**GOAL OF THE EXERCISE**:
Your job is to set down the stretch of entries that opens with the line containing "Where can the white chrysanthemum" and closes with the line containing "Where can the blue shirt". Keep both end lines, copy each exactly, and add nothing.

Items from a dataset:

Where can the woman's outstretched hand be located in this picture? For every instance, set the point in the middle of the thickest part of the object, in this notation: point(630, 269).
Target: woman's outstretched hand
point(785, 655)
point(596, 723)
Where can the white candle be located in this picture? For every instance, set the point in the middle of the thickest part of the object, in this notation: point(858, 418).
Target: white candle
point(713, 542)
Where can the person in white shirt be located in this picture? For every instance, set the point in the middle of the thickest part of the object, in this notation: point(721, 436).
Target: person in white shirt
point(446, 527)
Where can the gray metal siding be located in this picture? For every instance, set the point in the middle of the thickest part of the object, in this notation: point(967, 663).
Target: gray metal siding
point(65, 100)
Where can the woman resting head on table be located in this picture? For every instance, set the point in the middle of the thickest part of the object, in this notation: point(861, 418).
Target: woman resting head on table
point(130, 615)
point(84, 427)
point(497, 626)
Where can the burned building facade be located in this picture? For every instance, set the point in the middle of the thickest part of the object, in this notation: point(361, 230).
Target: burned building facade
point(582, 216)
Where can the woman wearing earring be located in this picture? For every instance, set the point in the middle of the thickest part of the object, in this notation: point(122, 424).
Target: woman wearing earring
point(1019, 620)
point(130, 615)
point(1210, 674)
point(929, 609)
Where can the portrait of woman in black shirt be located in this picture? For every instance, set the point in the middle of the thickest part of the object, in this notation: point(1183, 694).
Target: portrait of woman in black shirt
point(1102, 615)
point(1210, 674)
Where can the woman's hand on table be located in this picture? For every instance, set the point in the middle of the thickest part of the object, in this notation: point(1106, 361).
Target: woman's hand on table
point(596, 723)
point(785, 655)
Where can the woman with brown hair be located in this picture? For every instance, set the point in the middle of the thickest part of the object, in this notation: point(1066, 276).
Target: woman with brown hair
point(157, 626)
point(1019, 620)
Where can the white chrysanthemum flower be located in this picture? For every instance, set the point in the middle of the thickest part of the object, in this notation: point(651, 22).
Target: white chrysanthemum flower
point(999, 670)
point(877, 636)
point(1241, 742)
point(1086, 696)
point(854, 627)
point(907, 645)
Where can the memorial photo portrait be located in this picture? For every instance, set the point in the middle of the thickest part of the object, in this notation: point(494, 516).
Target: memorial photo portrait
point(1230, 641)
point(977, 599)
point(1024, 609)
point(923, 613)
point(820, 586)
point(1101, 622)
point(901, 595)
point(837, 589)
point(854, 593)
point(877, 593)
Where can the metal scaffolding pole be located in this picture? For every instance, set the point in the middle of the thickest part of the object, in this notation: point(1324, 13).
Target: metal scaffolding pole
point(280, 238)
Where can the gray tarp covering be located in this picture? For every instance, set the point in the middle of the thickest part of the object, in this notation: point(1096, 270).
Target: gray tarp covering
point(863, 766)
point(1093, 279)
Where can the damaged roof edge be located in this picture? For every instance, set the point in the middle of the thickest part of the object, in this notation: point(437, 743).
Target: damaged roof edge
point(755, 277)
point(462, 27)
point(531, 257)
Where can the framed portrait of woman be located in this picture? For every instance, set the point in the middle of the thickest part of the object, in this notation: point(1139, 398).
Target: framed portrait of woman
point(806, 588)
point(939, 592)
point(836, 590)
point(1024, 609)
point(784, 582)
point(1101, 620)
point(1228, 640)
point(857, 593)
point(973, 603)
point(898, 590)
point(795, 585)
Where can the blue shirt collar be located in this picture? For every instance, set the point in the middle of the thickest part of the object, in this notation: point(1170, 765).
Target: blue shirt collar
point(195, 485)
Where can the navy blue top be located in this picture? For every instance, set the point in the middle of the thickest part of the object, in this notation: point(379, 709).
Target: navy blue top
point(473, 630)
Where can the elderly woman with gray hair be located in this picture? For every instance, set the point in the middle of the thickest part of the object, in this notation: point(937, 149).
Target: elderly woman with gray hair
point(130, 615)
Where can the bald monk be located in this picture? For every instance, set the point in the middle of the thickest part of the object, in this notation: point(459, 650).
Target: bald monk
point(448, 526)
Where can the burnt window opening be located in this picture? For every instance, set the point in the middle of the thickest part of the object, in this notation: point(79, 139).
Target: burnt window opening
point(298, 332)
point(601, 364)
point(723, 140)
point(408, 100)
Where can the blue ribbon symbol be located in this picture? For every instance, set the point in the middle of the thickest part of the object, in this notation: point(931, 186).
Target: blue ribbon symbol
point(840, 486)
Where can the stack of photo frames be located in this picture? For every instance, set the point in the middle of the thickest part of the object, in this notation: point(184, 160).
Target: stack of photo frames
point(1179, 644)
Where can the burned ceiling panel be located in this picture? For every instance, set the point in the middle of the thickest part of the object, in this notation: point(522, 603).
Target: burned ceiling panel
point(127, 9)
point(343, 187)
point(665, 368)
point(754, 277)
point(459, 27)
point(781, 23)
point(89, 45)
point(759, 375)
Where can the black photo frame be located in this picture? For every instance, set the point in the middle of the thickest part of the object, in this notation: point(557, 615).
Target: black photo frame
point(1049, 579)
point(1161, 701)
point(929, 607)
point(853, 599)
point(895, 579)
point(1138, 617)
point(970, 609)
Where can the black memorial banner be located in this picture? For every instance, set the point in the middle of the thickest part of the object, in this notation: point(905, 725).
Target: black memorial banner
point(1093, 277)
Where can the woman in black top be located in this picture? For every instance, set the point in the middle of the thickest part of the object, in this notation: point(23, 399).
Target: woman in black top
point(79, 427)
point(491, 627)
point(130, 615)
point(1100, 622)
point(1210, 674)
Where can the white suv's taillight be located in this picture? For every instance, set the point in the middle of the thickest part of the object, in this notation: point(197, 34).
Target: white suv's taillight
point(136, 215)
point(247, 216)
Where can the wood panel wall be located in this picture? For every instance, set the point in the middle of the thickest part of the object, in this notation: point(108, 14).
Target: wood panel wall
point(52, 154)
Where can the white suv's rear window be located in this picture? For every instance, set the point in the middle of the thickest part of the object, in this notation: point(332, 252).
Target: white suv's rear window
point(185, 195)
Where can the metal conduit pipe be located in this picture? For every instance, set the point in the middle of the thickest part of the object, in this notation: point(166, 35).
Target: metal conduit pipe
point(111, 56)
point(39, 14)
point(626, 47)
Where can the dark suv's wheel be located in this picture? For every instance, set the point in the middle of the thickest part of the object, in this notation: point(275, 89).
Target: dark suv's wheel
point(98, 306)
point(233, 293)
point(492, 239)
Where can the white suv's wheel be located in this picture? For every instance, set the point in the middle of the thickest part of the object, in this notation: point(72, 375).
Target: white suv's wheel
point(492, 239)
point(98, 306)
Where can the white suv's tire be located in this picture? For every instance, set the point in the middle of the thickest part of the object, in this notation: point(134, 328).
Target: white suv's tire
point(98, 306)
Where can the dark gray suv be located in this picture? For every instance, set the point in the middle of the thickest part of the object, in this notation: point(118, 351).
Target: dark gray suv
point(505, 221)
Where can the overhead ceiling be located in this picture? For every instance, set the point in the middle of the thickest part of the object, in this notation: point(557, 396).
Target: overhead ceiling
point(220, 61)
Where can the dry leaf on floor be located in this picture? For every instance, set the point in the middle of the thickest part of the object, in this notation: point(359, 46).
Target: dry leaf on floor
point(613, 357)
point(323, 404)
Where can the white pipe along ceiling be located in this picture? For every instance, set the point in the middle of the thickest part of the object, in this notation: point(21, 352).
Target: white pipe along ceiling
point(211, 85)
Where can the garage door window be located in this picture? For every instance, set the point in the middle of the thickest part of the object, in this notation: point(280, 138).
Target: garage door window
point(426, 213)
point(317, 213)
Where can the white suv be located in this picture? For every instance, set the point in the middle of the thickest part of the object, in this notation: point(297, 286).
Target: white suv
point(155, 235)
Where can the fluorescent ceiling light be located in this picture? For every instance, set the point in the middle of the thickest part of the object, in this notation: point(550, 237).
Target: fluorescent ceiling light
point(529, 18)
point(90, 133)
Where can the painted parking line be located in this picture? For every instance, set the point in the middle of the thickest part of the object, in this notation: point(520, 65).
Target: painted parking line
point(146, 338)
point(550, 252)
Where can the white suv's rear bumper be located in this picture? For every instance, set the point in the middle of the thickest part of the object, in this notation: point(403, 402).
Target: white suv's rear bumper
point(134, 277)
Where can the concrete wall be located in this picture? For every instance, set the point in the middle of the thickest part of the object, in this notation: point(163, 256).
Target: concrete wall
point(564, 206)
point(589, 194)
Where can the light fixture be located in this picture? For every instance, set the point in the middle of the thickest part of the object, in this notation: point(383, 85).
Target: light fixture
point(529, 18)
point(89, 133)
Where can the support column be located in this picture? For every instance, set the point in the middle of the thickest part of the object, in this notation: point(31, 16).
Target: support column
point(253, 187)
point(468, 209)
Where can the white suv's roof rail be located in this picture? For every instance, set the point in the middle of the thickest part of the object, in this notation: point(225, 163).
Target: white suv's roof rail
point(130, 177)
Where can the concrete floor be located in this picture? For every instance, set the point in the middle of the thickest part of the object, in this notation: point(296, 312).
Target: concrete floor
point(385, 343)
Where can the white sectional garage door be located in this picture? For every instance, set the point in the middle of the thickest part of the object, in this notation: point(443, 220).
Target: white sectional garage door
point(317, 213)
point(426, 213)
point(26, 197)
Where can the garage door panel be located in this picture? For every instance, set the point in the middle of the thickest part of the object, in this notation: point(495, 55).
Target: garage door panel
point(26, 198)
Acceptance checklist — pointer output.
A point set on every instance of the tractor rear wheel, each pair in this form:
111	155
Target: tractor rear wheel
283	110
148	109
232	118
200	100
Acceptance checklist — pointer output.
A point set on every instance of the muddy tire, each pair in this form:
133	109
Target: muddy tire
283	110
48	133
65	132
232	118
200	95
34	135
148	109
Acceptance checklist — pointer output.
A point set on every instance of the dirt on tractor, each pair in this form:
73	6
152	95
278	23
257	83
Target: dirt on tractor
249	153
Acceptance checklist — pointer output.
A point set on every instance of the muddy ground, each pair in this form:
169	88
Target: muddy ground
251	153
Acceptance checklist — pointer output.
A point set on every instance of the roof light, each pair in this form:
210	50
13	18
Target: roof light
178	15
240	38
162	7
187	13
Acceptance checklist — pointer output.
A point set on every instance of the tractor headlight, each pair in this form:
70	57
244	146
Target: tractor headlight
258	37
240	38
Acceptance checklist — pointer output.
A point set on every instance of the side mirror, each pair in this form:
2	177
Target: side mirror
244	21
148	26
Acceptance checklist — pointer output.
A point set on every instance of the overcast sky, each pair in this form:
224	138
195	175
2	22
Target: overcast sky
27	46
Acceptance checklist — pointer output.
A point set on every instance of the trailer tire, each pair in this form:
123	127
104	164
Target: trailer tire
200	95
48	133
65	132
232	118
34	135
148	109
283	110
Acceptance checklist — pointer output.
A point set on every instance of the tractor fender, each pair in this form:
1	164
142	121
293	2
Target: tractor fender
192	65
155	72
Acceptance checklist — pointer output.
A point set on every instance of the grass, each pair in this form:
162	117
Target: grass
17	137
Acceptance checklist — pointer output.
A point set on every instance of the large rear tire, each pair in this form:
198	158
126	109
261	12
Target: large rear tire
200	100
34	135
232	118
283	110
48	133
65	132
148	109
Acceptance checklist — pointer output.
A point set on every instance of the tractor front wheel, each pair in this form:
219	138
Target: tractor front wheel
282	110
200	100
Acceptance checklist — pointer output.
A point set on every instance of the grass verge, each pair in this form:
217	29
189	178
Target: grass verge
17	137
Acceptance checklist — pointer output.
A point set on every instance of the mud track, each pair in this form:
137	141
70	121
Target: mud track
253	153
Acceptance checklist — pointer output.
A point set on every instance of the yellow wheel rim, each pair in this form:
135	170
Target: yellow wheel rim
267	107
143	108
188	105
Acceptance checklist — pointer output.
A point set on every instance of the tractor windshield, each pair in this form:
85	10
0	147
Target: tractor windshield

**WRITTEN SOLUTION**:
Where can the white chrysanthemum flower be located in this picture? For every instance, set the point in the middle of the thickest part of the object, in this notation: point(651, 22).
Target: white chrysanthemum flower
point(999, 670)
point(877, 636)
point(1241, 742)
point(1086, 696)
point(854, 627)
point(907, 645)
Where can the memorial photo portrait be located in this picture? For every instance, set the point in the middle of the thickest part of the object, in this notation: point(494, 516).
Target: memorial photo portrait
point(1230, 641)
point(977, 599)
point(1024, 609)
point(923, 613)
point(820, 586)
point(1101, 622)
point(901, 595)
point(837, 589)
point(854, 593)
point(877, 593)
Where can the metal scaffolding pole be located in this picture? For every instance, set the point in the middle of the thickest part of the object, in this notation: point(1324, 13).
Target: metal scaffolding pole
point(280, 238)
Where can the gray tarp covering be located in this picture? For every instance, set the point in the middle of the thickest part of the object, in this notation: point(1096, 270).
Target: gray tarp covering
point(863, 766)
point(1093, 279)
Where can the damaged roof edge be located in this picture? For every instance, set the point in the middle of the thickest part of the object, in this notation: point(437, 743).
Target: damaged roof edge
point(755, 277)
point(462, 27)
point(531, 257)
Where can the framed portrait of woman be located in this picture? For every instance, set the point in the middle of the thickest part of the object, in this notation: point(1139, 398).
Target: framed portrait of woman
point(806, 588)
point(939, 592)
point(836, 590)
point(1024, 609)
point(784, 582)
point(1101, 620)
point(1228, 640)
point(857, 593)
point(973, 603)
point(898, 590)
point(795, 585)
Where can the blue shirt collar be located in this picture? For every instance, set the point in the middle of the thickest part of the object, in this notation: point(1170, 765).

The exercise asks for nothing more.